PASSAGE TO READ:
%%

In this case, it is undisputed that the site of the defect was in an area available to vehicular traffic, but that the site was some ten feet away from the Broad Street traffic area and between the curb lines of Fisher Lane, a City street, not between the curb lines of Broad Street. The State is responsible for maintaining only those vehicular areas on its streets between curb lines. 36 P. S. § 1758-205. The crosswalk on Fisher Lane is not "between existing curb lines available to vehicular traffic" on Broad Street; it is beyond "the outer edge of the shoulder, along which curbing ... may be located" on Broad Street. Thus, under the law cited in Ruch, the State would have no liability here.
The City's argument to the contrary is based on the following statement in Ruch:
Although the parties have not pursued the point, we note that the defect's site in this case — although clearly located between curb lines, as we hold above — is also at a point on the roadway which would lie between the parallel outer lines of the [State highway] sidewalks if those sidewalk lines were to be extended across the intersection. Nevertheless, the [S]tate's responsibility still attaches to that location, when one recognizes that the site is still within the [State highway] right-of-way lines (i.e., the outermost lines of the public easement) adopted pursuant to the statutory adoption of the "street" under the Act.
Id., 587 A.2d at 832 (emphasis in original). The City suggests from this statement that the State's liability for the Broad Street intersection extends to and includes the area where the Broad Street sidewalk would be were it not intersected by Fisher Lane, i.e., the crosswalk from one side of Fisher Lane to the other.
While the statement quoted above could be considered dictum, since it is introduced by the phrase "[a]lthough the parties have not pursued the point, we note . . .," and while the statement is not necessary to the holding in that case, the City's interpretation of it is certainly reasonable. Nevertheless, the holding in Ruch was that the particular roadway area in question was between the actual curb lines of the State highway and, therefore, the State's responsibility. The statement on which the City relies in fact reiterates that the site there was "clearly located between curb lines." Thus, it is immediately apparent that the case before us is factually distinguishable from Ruch.
Indeed, the City correctly argues that the Honorable David W. Craig, who authored this Court's opinion in Ruch, subsequently wrote for this Court in an unreported opinion wherein he confirmed the City's interpretation. Gilliard v. City of Philadelphia, 161 Pa. Commw. 710, 637 A.2d 1377 (1993). Although we ordinarily decline to address any arguments based on unreported opinions in other cases, we would be remiss under the circumstances if we did not acknowledge Gilliard. of course, the unreported decision there provides no binding precedent.

%%

DATASET ENTRIES:
%%

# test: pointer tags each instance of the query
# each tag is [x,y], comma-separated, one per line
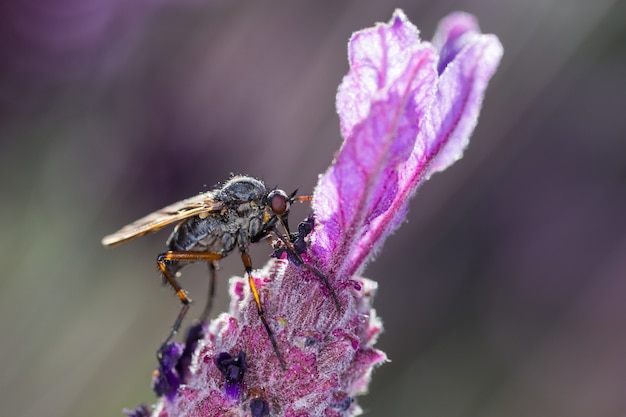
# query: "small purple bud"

%%
%%

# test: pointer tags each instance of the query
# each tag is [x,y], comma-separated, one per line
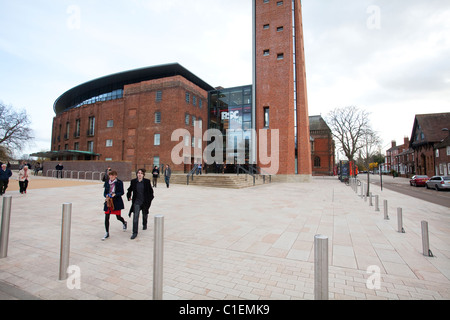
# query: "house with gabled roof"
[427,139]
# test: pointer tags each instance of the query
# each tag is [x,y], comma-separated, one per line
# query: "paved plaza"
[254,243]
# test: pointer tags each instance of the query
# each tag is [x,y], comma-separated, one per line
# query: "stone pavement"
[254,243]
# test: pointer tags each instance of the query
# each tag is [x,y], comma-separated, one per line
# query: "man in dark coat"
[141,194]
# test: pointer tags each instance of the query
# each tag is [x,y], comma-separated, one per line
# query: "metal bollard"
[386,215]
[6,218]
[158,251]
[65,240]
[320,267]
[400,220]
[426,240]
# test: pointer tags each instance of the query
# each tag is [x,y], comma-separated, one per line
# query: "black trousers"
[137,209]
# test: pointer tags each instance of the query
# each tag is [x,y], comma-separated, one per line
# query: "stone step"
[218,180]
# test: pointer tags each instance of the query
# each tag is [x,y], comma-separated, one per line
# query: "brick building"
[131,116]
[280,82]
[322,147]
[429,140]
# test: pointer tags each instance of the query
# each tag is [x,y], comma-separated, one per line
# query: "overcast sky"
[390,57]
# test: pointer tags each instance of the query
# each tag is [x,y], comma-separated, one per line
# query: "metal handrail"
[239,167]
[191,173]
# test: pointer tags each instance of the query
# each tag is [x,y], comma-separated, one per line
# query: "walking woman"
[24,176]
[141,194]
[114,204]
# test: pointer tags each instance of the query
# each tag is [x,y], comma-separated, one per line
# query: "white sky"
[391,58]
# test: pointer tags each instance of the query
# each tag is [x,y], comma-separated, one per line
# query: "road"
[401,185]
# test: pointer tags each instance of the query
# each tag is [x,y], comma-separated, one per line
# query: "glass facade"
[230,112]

%%

GOALS:
1 – Which statute and case-reporter citations appear in the passage on state and city road liability? List each one as it is given there.
2 – Carry the passage on state and city road liability forward from its final sentence.

RESULTS IN ORDER:
1 –
36 P. S. § 1758-205
587 A.2d at 832
161 Pa. Commw. 710
637 A.2d 1377

2 –
Moreover, the statement in Ruch is by its own terms limited to the particular facts in that case. The statement pertained to " the defect's site" and recognized that the State's responsibility attached to " that location" because the " site" was still within the State highway right-of-way. As the trial court and Crigler have accurately pointed out, the defect's site in Ruch was quite specific. lt existed within the "rounded-base pie shape, created by the curved arc of curbing and the intersection of the extended straight curb lines," i.e., where the corner of the sidewalk would be were the corner square instead of rounded. Id. at 831. The "sole issue" in Ruch was responsibility for that specific site. Id.
If there were a sidewalk at the specific site, within "the intersection of the extended straight curb lines," instead of the vehicular cartway due to the rounded edge of the sidewalk, the State would have been relieved by the Act from maintaining that limited non-vehicular portion of sidewalk. 36 P. S. § 1758-205.
In light of the foregoing discussion, we decline to read Ruch as holding that the State is responsible for maintaining those areas that are outside the curb lines of a State highway, are between curb lines of a City street, extend across the City street and are within imaginary sidewalk lines. Such a holding would be contrary to the very law cited and relied upon in Ruch and raised in this case, e.g., the express statutory limitation of the State's maintenance liability to areas "between curb lines." 36 P. S. § 1758-204. We did hold in Ruch that the State may be liable for the vehicular cartway between curb lines of a State highway, unbroken by vehicular inter sections with City streets and including particular vehicular areas between actual curb lines — within a "rounded-base pie shape, created by the curved arc of curbing and the intersection of the extended straight curb lines" — where there might otherwise be the square corner of a raised sidewalk. The defect in this case was not in any of those areas, but was between the curb lines of Fisher Lane, a City street.
We trust that out interpretation of Ruch and the law that we now set forth are relatively uncomplicated, practical, logical, realistic, certain and easily applied. In sum, absent an agreement on maintenance at an inter-section of a City street and a State highway, the State is responsible for maintaining only that portion of the vehicular intersection between actual or extended curb lines of its highway, without any reference to sidewalks; the City is responsible for maintaining crosswalks and other areas up to the actual or extended curb lines of the State highway at the vehicular intersection.
Where relevant points lie between both actual curb facings of a State highway and extended curb lines of the highway, the actual curb facings are the "curb lines" for purposes of determining that areas are "between curb lines." Ruch.
The trial court here essentially applied this law and declined to relieve the City of liability where the pothole on Fisher Lane was approximately ten feet outside the traffic area, or extended curb lines, of Broad Street and certainly not between the actual curb lines of Broad Street.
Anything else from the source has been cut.